# EXERCISE REQUIREMENTS
Transcribe the CEBA loan disclosure below between "The Company has" and "December 31, 2025.", inclusive.

The Company has received a total of $80,680 (C$100,000) under this program,
from its Canadian chartered bank.
Under the initial term date of the loans, which is detailed in the CEBA
term loan agreements, the amount is due on December 31, 2022 and is
interest-free. If the loans are not repaid by December 31, 2022, the
Company can make payments, interest only, on a monthly basis at an annual
rate of 5%, under the extended term date, beginning January 31, 2023,
maturing December 31, 2025.
In addition, on a combined basis, if $56,476 (C$70,000) of the loans are
repaid by the initial term, December 31, 2022, the Company's Canadian
chartered bank will forgive the balance, $24,204 (C$30,000). The CEBA term
loan agreements contain a number of positive and negative covenants, for
which the Company is not in full compliance.
(iii) On August 4, 2020, the Company received an advance in the amount of $82,992
(C$110,700) from a private lender. The advance was repayable weekly at an
amount of $4,952 (C$6,138). The amount was paid in full on January 26,
2021. For the three and six-month periods ended June 30, 2021, the Company
incurred interest charges of $nil (C$nil) $808 (C$883) (2020-$nil; C$nil
and $nil; C$nil).

# PROVIDED RECORDS
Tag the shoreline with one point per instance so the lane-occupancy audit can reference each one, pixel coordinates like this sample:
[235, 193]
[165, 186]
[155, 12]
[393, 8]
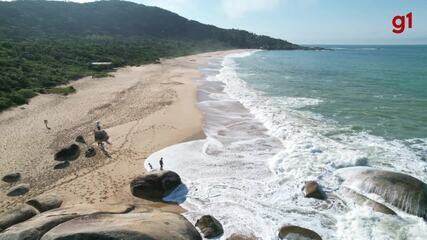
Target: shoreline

# SOLUTION FOR THIS PROBLEM
The Company has received a total of $80,680 (C$100,000) under this program,
from its Canadian chartered bank.
Under the initial term date of the loans, which is detailed in the CEBA
term loan agreements, the amount is due on December 31, 2022 and is
interest-free. If the loans are not repaid by December 31, 2022, the
Company can make payments, interest only, on a monthly basis at an annual
rate of 5%, under the extended term date, beginning January 31, 2023,
maturing December 31, 2025.